Problem to solve
Report every line from the following entries that contains the string "sleeve".
Extracted entries Start Marker
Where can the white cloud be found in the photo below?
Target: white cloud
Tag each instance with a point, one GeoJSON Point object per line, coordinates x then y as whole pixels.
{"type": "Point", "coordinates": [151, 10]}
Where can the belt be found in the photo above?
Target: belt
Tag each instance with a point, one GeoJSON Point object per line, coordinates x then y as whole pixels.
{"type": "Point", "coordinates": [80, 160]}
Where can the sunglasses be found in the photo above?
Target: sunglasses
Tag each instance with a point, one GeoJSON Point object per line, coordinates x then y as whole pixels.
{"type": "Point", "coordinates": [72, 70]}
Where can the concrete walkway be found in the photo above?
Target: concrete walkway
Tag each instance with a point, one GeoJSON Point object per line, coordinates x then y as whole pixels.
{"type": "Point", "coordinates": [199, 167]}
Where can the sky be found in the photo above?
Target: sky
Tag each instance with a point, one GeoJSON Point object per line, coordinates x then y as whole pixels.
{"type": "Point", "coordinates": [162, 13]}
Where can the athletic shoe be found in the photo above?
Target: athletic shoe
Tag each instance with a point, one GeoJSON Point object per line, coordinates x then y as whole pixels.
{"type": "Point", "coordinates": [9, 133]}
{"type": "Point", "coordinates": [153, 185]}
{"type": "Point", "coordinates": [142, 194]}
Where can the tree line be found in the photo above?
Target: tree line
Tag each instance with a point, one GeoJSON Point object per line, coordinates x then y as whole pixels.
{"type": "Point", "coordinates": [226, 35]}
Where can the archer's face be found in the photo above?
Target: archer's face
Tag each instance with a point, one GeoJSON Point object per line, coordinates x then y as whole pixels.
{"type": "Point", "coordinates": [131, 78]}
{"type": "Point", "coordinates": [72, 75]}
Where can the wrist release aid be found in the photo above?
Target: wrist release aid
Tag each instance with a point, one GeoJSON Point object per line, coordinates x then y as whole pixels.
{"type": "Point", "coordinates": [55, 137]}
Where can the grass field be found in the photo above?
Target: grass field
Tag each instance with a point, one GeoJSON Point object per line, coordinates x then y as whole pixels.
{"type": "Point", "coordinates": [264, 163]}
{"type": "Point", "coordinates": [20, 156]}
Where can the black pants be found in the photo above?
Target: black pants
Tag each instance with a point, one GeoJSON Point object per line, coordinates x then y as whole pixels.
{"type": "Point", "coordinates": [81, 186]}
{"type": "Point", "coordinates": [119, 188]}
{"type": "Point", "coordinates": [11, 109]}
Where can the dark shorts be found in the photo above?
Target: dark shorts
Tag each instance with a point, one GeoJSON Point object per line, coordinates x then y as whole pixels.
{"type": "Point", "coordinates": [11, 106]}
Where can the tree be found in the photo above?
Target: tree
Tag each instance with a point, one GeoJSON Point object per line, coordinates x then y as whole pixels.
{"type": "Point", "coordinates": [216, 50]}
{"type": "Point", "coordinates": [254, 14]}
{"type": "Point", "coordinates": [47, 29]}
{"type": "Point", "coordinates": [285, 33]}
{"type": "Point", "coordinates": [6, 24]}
Extracted entries End Marker
Extracted entries Start Marker
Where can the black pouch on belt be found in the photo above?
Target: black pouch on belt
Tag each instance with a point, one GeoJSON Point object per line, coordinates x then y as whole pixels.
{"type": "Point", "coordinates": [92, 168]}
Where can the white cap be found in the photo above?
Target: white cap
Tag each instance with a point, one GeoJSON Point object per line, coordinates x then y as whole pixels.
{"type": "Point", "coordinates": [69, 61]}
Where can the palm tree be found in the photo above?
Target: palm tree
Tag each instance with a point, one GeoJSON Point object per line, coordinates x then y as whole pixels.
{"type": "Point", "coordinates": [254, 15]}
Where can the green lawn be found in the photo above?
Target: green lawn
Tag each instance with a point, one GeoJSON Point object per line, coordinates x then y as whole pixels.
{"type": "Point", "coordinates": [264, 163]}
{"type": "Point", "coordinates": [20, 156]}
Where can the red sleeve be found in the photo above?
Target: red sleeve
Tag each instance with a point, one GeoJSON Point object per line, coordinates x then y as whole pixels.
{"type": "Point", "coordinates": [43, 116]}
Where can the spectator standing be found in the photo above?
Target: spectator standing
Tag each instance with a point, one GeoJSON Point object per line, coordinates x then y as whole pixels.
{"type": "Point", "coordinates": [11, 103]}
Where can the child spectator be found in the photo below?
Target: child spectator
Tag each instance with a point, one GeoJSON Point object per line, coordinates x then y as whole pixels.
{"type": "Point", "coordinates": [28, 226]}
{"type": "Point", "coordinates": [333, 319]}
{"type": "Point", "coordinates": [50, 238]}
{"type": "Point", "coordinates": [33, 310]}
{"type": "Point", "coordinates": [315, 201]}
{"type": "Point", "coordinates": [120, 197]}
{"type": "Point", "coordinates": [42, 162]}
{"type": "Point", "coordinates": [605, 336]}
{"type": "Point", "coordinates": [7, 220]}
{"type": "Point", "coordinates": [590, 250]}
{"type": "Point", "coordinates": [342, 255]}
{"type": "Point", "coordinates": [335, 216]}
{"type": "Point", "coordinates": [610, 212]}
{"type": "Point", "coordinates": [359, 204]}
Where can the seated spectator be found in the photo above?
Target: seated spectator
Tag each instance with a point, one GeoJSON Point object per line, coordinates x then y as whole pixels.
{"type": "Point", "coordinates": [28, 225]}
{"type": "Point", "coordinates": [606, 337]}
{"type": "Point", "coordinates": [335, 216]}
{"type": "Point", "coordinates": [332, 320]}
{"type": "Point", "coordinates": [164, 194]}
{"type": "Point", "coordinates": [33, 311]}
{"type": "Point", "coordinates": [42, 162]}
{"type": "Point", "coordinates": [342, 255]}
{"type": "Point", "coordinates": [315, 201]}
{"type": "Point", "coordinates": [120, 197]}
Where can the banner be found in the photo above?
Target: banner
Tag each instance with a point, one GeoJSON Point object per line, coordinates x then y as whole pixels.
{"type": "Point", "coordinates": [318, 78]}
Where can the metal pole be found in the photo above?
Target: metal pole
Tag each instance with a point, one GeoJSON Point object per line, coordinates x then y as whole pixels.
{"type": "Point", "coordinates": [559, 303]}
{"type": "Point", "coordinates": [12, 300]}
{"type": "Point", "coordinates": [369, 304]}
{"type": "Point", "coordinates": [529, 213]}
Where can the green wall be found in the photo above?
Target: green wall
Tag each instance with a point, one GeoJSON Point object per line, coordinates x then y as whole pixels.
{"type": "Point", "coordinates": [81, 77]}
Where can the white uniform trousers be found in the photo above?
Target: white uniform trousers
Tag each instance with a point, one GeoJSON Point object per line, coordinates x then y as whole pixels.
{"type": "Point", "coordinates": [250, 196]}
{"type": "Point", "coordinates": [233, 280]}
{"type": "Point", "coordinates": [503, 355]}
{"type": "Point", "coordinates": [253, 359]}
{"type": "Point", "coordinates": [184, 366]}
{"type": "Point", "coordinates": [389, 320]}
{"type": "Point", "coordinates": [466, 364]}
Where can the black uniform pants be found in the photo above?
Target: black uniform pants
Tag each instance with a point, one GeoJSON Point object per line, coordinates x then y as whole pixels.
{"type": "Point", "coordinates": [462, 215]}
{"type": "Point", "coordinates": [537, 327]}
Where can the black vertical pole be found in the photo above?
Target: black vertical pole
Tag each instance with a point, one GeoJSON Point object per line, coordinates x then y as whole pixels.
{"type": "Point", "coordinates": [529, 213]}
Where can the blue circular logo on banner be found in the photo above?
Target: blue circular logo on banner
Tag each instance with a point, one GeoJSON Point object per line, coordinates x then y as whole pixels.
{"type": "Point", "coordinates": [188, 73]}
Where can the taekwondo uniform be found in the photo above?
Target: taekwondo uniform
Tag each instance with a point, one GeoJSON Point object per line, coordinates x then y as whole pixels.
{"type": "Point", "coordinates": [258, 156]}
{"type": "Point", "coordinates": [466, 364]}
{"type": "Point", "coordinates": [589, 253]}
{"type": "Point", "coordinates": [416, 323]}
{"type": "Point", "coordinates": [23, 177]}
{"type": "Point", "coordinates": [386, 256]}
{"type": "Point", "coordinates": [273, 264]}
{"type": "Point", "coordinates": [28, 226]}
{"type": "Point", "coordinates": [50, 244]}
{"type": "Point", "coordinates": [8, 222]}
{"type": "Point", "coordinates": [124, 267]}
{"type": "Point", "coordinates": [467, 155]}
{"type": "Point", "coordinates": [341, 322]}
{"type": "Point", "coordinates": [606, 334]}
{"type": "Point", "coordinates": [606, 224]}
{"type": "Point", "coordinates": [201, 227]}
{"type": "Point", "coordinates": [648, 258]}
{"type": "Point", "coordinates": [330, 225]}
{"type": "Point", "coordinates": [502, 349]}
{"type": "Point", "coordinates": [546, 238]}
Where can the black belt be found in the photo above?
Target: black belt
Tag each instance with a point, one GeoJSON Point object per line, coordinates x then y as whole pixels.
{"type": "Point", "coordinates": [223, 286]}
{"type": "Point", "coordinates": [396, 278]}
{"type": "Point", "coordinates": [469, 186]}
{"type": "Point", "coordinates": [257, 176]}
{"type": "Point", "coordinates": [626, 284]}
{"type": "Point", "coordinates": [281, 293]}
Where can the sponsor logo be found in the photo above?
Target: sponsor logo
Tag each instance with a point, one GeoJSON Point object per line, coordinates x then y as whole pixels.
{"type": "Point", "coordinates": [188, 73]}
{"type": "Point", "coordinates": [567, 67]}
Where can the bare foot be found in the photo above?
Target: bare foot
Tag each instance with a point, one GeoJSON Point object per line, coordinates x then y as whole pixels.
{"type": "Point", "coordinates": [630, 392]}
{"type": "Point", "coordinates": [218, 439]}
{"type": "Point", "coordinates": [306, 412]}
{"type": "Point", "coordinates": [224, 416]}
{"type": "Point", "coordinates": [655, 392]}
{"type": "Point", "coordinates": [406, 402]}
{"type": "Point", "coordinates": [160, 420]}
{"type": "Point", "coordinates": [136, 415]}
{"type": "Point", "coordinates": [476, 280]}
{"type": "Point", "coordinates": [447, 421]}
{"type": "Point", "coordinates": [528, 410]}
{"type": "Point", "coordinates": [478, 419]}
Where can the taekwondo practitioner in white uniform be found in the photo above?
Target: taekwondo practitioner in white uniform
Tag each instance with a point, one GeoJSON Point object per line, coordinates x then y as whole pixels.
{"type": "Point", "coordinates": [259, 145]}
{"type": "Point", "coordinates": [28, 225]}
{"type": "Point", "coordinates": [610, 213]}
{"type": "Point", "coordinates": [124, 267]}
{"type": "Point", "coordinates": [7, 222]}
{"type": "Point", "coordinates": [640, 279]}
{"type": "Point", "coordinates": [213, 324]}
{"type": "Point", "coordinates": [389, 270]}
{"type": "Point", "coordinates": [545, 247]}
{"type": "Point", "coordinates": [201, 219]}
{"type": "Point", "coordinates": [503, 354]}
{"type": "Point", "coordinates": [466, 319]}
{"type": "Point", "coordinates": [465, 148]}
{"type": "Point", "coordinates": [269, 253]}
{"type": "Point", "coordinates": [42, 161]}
Extracted entries End Marker
Solution to this exercise
Where can the red sleeve be found in the photo above?
Target: red sleeve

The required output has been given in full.